Give the entries again from the line with "Target: red seat upholstery" through the end of the entries, replacing "theater" with "cinema" and leaving everything else unchanged. Leave the pictures out.

(PROVIDED DATA)
§
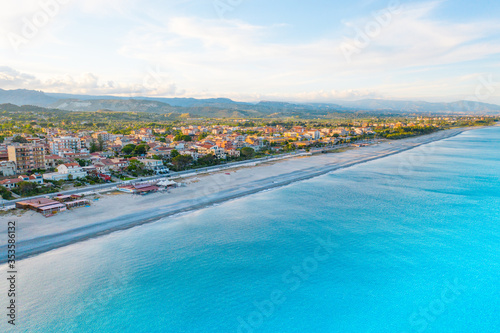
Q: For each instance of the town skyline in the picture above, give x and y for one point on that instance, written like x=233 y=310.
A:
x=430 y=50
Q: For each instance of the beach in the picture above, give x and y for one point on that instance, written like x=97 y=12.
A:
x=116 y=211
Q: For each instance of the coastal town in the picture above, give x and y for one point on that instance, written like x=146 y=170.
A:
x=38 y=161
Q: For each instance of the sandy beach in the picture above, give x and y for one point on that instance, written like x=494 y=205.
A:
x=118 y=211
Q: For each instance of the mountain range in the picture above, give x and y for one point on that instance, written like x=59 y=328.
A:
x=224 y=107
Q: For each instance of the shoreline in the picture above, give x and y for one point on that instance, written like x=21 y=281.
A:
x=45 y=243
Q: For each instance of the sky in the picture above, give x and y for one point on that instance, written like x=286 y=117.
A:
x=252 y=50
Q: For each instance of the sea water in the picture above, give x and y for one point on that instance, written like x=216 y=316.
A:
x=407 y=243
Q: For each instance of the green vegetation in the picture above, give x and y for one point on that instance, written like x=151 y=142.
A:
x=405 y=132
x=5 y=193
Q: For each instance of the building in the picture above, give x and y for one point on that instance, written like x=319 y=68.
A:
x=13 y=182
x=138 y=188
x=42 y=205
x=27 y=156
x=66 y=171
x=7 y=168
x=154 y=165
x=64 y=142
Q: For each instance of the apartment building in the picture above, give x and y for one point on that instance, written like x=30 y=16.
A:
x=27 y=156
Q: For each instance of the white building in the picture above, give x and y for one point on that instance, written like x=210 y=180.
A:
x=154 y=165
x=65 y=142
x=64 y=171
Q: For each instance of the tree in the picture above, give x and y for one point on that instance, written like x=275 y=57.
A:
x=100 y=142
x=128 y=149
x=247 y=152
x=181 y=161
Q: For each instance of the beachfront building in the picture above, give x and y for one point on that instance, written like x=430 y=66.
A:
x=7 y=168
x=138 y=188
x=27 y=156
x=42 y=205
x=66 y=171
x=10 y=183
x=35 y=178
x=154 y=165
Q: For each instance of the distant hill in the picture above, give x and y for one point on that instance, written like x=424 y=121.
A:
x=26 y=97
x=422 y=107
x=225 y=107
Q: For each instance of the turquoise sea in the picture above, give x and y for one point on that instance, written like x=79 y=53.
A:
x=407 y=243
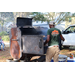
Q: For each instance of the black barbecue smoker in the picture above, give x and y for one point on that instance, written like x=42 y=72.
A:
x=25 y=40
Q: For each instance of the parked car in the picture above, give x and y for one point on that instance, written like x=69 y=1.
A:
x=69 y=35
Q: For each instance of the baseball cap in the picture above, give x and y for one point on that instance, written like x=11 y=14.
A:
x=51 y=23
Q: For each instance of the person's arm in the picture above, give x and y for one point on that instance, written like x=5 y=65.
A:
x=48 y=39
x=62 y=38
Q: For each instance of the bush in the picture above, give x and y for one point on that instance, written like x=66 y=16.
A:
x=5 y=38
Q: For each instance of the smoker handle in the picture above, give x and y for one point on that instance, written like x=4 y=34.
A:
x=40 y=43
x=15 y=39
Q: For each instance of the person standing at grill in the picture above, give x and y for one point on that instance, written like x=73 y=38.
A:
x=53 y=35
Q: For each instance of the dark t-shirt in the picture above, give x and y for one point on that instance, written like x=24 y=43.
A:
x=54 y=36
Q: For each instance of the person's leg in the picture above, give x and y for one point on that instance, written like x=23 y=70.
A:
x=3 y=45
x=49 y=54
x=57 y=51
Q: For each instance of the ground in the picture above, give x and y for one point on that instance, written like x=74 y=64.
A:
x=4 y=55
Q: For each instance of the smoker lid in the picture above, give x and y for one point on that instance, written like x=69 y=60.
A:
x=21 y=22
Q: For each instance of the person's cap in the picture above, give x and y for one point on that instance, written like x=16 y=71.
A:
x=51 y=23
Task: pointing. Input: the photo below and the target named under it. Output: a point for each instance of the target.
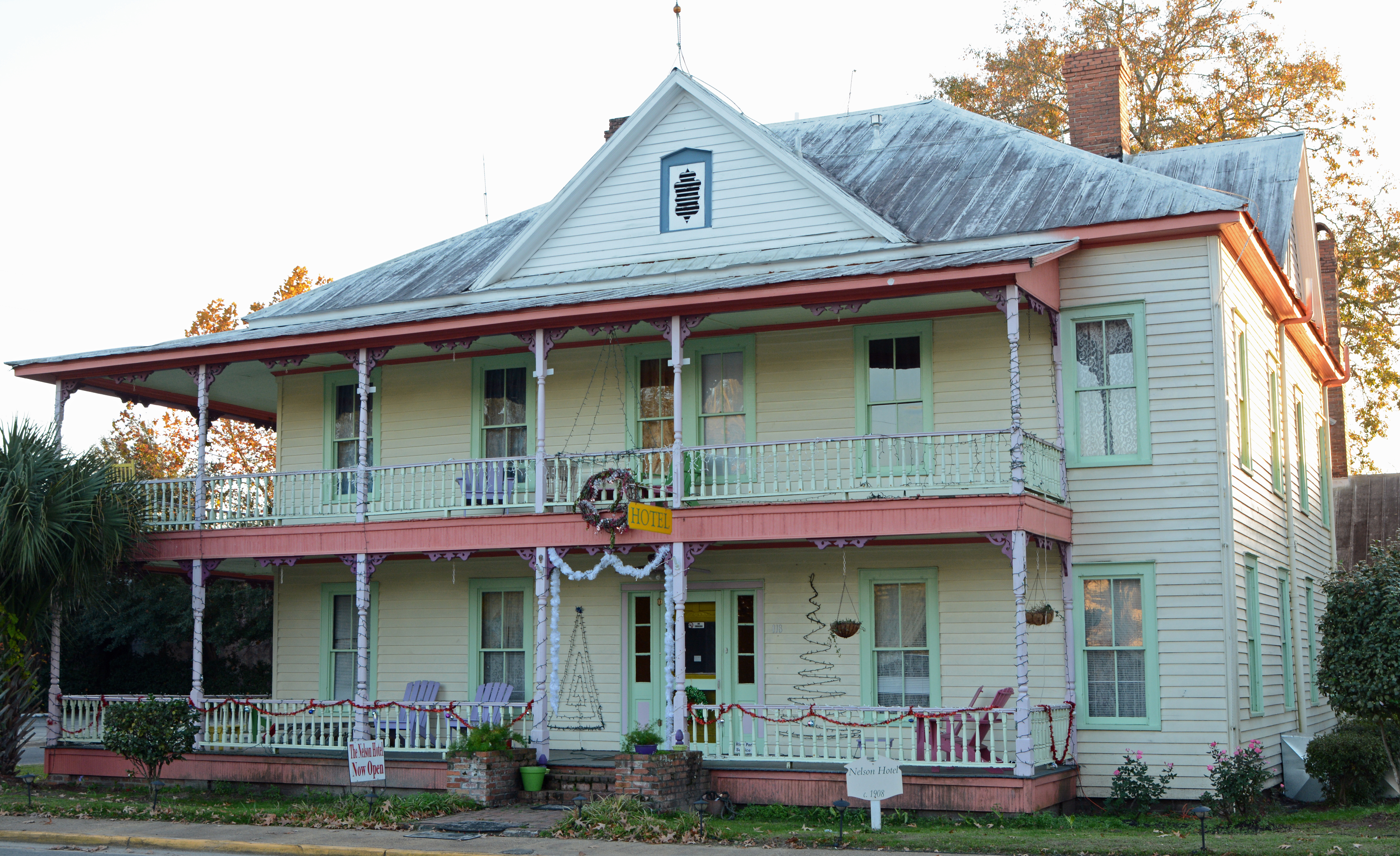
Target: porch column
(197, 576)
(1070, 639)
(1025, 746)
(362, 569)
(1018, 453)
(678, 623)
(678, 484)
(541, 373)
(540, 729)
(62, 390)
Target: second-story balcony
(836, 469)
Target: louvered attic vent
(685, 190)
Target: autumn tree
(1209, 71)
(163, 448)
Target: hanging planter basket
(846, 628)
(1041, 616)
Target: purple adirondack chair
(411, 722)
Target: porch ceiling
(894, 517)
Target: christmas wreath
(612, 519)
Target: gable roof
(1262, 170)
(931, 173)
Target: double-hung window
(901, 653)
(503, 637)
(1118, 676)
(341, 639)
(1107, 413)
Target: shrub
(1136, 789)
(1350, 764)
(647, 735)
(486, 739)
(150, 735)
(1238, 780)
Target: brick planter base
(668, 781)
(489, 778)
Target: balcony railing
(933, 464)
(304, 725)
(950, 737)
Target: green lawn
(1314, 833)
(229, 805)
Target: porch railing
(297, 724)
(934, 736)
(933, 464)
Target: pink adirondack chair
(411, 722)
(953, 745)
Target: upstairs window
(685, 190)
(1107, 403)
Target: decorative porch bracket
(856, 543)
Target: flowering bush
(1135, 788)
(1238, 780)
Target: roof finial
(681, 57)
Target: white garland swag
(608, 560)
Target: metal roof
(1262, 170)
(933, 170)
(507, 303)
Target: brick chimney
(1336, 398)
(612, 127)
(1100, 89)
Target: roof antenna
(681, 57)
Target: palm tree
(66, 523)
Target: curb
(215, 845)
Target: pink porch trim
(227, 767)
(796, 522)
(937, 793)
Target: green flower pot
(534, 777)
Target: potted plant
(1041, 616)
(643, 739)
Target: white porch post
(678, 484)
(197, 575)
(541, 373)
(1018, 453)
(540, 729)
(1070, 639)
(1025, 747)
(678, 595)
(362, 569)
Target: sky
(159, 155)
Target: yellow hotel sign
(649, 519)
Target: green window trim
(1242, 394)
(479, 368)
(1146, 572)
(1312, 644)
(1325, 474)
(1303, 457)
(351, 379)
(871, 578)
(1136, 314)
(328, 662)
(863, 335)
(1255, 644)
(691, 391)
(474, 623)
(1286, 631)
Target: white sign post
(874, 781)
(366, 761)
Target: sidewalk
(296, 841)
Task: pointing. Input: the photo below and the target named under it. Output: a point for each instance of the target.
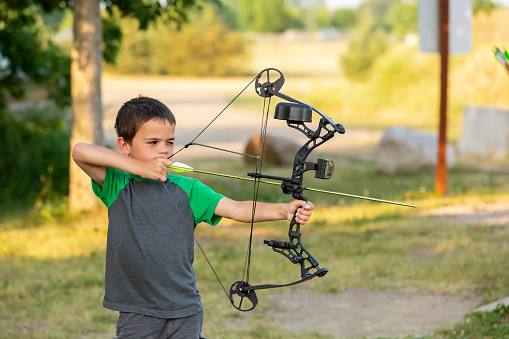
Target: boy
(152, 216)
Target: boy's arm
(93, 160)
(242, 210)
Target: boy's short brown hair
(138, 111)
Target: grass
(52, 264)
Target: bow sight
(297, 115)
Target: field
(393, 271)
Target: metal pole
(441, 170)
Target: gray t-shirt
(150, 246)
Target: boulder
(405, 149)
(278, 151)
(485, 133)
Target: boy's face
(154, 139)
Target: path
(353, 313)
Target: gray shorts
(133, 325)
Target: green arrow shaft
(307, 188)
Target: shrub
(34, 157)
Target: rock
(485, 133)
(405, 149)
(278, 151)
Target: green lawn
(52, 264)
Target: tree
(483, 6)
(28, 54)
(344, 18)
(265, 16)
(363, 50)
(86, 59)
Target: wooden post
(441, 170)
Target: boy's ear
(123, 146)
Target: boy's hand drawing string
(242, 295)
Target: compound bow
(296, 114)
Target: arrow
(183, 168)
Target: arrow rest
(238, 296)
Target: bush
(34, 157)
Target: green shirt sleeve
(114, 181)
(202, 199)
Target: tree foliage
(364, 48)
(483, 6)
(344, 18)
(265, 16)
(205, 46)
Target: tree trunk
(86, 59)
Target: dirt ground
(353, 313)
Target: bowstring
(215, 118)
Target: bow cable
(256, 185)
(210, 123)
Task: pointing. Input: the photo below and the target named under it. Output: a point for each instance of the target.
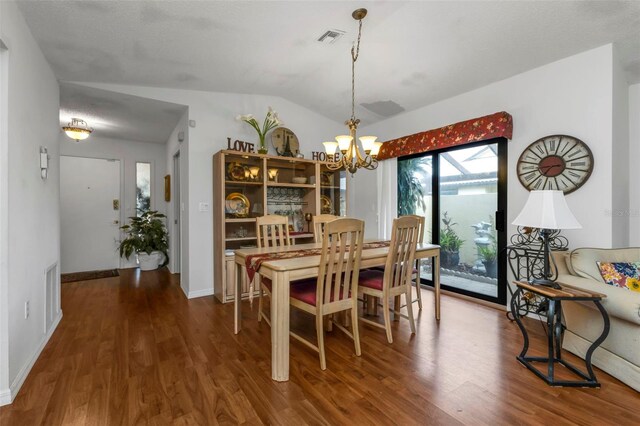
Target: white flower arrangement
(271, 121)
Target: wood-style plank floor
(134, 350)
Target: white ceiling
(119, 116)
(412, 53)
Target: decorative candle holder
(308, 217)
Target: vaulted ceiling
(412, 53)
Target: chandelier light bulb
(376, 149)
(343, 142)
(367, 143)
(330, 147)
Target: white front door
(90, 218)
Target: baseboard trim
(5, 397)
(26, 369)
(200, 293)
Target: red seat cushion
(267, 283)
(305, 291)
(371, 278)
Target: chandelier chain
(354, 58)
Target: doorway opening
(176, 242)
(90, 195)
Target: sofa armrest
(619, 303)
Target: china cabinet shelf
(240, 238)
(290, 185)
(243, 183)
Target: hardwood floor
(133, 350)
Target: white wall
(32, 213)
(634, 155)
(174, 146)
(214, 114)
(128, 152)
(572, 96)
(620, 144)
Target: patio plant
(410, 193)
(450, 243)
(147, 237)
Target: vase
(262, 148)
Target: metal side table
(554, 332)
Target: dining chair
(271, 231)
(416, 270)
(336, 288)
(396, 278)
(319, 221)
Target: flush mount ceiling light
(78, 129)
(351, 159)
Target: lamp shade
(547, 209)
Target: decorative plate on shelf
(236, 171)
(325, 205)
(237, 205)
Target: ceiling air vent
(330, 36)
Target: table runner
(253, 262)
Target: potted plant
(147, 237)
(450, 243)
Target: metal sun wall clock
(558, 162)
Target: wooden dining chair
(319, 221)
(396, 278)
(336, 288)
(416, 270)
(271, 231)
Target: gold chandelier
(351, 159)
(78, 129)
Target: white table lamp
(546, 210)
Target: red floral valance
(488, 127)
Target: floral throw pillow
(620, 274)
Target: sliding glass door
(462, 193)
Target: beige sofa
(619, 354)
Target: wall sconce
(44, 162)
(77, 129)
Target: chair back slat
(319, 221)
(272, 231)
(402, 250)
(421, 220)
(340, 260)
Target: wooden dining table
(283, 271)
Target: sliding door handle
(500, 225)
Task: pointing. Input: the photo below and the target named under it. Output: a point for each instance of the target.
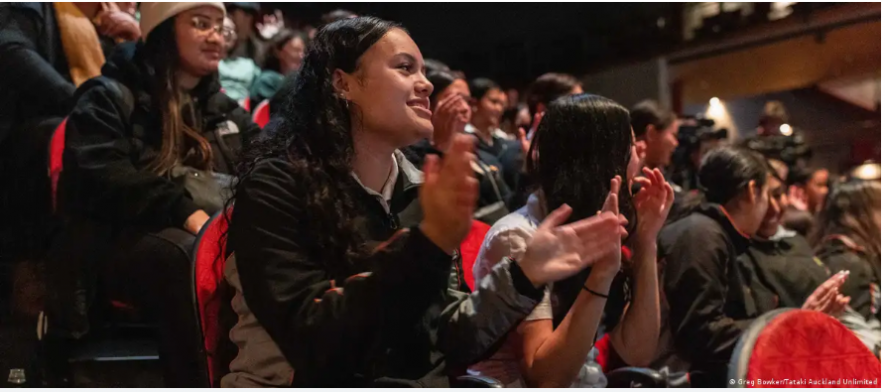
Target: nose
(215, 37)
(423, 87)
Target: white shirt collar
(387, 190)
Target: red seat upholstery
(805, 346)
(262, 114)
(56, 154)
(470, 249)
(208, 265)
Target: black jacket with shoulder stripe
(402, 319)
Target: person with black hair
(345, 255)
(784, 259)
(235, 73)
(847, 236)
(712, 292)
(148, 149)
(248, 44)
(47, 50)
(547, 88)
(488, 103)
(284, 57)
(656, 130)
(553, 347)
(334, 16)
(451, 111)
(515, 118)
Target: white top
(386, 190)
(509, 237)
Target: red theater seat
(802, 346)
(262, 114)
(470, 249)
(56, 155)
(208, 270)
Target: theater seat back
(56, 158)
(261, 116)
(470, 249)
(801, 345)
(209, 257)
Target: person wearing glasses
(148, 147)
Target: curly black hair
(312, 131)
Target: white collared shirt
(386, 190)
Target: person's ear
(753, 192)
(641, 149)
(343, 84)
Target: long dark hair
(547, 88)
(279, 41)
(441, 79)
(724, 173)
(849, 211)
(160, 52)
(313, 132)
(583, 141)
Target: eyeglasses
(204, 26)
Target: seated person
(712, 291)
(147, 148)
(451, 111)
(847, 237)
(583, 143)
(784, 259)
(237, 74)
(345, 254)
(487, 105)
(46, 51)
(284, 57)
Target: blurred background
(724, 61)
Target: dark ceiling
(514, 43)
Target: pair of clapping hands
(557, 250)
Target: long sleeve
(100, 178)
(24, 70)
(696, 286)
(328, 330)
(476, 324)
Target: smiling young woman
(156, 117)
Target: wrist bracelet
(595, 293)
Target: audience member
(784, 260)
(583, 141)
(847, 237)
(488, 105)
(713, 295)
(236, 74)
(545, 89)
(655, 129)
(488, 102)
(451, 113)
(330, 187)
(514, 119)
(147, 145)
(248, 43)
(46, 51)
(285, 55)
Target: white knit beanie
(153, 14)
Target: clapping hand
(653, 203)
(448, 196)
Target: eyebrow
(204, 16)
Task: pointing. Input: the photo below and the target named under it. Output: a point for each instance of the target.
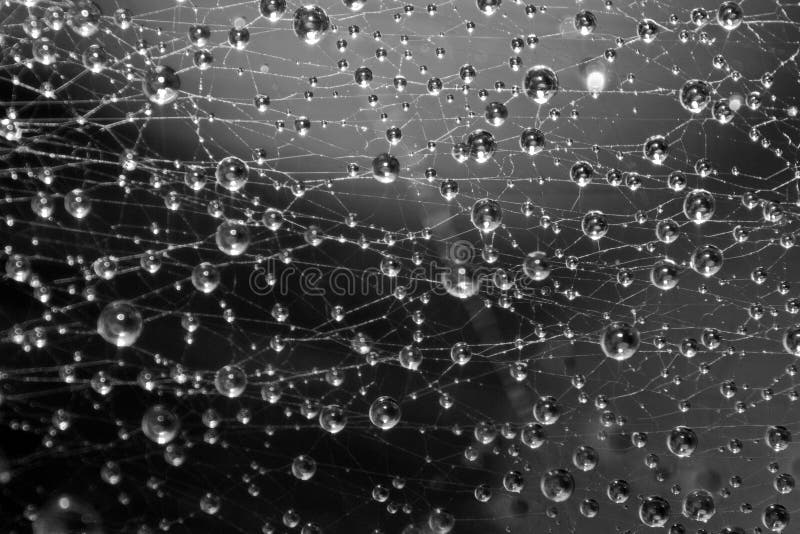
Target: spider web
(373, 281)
§
(REPLY TO THE TASK)
Target: red seat upholstery
(805, 346)
(262, 114)
(56, 154)
(470, 249)
(208, 265)
Target: black jacket with shoulder stripe
(402, 319)
Target: person with black hair
(345, 255)
(784, 259)
(235, 73)
(847, 236)
(712, 292)
(148, 149)
(248, 44)
(47, 50)
(547, 88)
(488, 103)
(284, 57)
(656, 130)
(553, 347)
(334, 16)
(451, 111)
(515, 118)
Target: white top
(386, 190)
(509, 237)
Target: red cinema seat
(802, 346)
(262, 114)
(470, 249)
(56, 155)
(208, 270)
Target: cinema seat back
(56, 158)
(261, 116)
(470, 249)
(801, 345)
(209, 257)
Target: person wearing glasses
(148, 147)
Target: curly black hair
(312, 131)
Target: white collared shirt
(386, 190)
Target: person's ear
(753, 192)
(641, 149)
(343, 84)
Target: long dark hair
(547, 88)
(279, 41)
(441, 79)
(724, 173)
(849, 211)
(160, 52)
(313, 132)
(583, 141)
Target: eyeglasses
(204, 26)
Target: seated person
(712, 291)
(147, 148)
(451, 111)
(847, 237)
(583, 143)
(784, 259)
(237, 74)
(345, 254)
(487, 105)
(46, 51)
(284, 57)
Target: blurred background
(724, 61)
Target: dark ceiling
(514, 43)
Target: pair of clapping hands
(557, 250)
Target: long sleeve
(100, 178)
(24, 70)
(696, 286)
(328, 330)
(476, 324)
Target: smiling young woman
(156, 117)
Target: wrist bracelet
(595, 293)
Target: audience member
(784, 260)
(583, 141)
(847, 237)
(488, 105)
(713, 295)
(236, 74)
(545, 89)
(655, 129)
(488, 102)
(451, 113)
(330, 187)
(514, 119)
(147, 145)
(248, 43)
(46, 51)
(285, 55)
Target: white knit beanie
(153, 14)
Target: clapping hand
(653, 203)
(448, 196)
Target: eyebrow
(204, 16)
Task: pointing. Input: the photo below and the target named under it. Output: a point for each instance of the target.
Target: spider web
(373, 281)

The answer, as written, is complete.